● **TASK GOAL**:
Turn the lines below into a JSON list of strings, one string per line, skipping blank lines. Leave the pictures out.

● **INFORMATION SHOWN**:
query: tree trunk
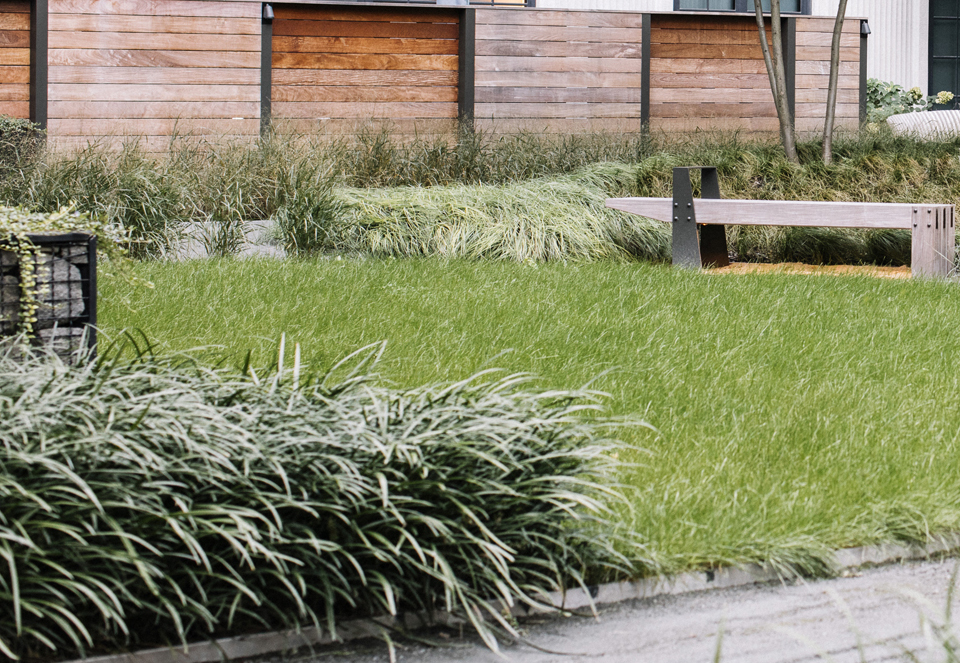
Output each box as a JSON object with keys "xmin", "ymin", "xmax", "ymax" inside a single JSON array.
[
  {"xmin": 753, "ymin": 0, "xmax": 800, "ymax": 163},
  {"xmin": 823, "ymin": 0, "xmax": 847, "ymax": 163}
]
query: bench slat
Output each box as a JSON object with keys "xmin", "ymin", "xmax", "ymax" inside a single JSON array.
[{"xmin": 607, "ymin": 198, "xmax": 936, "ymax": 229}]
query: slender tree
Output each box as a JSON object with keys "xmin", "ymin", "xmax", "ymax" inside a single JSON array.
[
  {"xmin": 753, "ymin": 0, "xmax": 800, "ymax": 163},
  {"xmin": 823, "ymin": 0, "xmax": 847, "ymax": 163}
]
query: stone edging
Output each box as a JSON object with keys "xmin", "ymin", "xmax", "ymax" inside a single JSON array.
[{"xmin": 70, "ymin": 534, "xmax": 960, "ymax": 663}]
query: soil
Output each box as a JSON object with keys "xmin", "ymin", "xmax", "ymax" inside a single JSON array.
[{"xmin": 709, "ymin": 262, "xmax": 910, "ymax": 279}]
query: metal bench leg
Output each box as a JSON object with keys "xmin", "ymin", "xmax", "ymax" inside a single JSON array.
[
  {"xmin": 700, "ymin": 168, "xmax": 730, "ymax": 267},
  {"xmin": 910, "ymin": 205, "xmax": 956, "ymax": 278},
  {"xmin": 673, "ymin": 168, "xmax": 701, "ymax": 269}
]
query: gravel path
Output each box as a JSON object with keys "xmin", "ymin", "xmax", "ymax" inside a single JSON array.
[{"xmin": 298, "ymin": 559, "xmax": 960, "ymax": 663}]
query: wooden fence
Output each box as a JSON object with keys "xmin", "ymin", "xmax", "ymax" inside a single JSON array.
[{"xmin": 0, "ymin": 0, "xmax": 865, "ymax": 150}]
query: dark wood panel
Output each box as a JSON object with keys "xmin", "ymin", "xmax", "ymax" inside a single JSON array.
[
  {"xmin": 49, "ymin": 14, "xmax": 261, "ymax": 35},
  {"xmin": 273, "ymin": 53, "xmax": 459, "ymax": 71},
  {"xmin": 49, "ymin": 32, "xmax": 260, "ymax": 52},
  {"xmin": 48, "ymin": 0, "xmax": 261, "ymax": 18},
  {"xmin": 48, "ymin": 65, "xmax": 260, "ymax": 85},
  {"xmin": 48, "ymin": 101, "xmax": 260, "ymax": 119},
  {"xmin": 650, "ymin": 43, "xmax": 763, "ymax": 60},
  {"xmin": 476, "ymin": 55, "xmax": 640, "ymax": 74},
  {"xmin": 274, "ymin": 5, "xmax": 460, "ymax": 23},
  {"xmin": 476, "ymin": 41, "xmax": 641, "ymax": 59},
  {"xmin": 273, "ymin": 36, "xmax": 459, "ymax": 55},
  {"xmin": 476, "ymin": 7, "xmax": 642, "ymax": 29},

● **EXERCISE ANSWER**:
[
  "query: tree trunk",
  "Output each box as a JSON object with keys \"xmin\", \"ymin\", \"xmax\", \"ymax\" inside a single JSON array.",
  "[",
  "  {\"xmin\": 753, \"ymin\": 0, \"xmax\": 800, \"ymax\": 163},",
  "  {\"xmin\": 823, \"ymin\": 0, \"xmax\": 847, \"ymax\": 163}",
  "]",
  "query: bench slat",
  "Output each box as a JSON object with keys \"xmin\", \"ymin\", \"xmax\", \"ymax\" inside a single JSON array.",
  "[{\"xmin\": 607, \"ymin\": 198, \"xmax\": 936, \"ymax\": 229}]",
  "query: slender tree",
  "Output each box as a JSON object with keys \"xmin\", \"ymin\", \"xmax\", \"ymax\" inside a single JSON array.",
  "[",
  "  {\"xmin\": 753, \"ymin\": 0, \"xmax\": 800, \"ymax\": 163},",
  "  {\"xmin\": 823, \"ymin\": 0, \"xmax\": 847, \"ymax\": 163}",
  "]",
  "query: stone edging",
  "Output each box as a JSON object with keys \"xmin\", \"ymin\", \"xmax\", \"ymax\" inside a single JSON array.",
  "[{\"xmin\": 70, \"ymin\": 534, \"xmax\": 960, \"ymax\": 663}]",
  "query: soil",
  "Output each box as a JSON object with keys \"xmin\", \"ymin\", \"xmax\", \"ymax\" inside a single JSON array.",
  "[{\"xmin\": 709, \"ymin\": 262, \"xmax\": 910, \"ymax\": 279}]",
  "query: metal bench leg",
  "Output each box as a JSON object with keys \"xmin\", \"ymin\", \"xmax\", \"ymax\" inside a single JSON array.",
  "[",
  "  {\"xmin\": 700, \"ymin\": 168, \"xmax\": 730, \"ymax\": 267},",
  "  {\"xmin\": 910, \"ymin\": 205, \"xmax\": 956, \"ymax\": 278},",
  "  {\"xmin\": 673, \"ymin\": 168, \"xmax\": 701, \"ymax\": 269}",
  "]",
  "query: gravel path",
  "Output each box as a JSON object with keys \"xmin\", \"ymin\", \"xmax\", \"ymax\" inside a single JSON array.",
  "[{\"xmin\": 298, \"ymin\": 559, \"xmax\": 960, \"ymax\": 663}]",
  "query: wooden fence",
  "Output each box as a JSON object with keys \"xmin\", \"ymin\", \"xmax\", \"ymax\" inside a single JSON array.",
  "[{\"xmin\": 0, \"ymin\": 0, \"xmax\": 865, \"ymax\": 150}]",
  "query: dark wood panel",
  "Output each box as a JSON object with keys \"xmin\", \"ymin\", \"xmax\", \"ymax\" inside a single JSON array.",
  "[",
  "  {\"xmin\": 49, \"ymin\": 14, \"xmax\": 261, \"ymax\": 35},",
  "  {\"xmin\": 273, \"ymin\": 53, \"xmax\": 459, \"ymax\": 71},",
  "  {\"xmin\": 49, \"ymin\": 32, \"xmax\": 260, \"ymax\": 52},",
  "  {\"xmin\": 48, \"ymin\": 0, \"xmax\": 261, \"ymax\": 18},",
  "  {\"xmin\": 48, \"ymin\": 65, \"xmax\": 260, \"ymax\": 85},",
  "  {\"xmin\": 48, \"ymin\": 101, \"xmax\": 260, \"ymax\": 119},",
  "  {\"xmin\": 650, \"ymin\": 43, \"xmax\": 763, \"ymax\": 60},",
  "  {\"xmin\": 476, \"ymin\": 55, \"xmax\": 640, \"ymax\": 74},",
  "  {\"xmin\": 274, \"ymin\": 5, \"xmax\": 460, \"ymax\": 23},",
  "  {\"xmin\": 476, \"ymin\": 41, \"xmax\": 641, \"ymax\": 59},",
  "  {\"xmin\": 273, \"ymin\": 36, \"xmax\": 459, \"ymax\": 55},",
  "  {\"xmin\": 476, \"ymin\": 7, \"xmax\": 642, \"ymax\": 29},"
]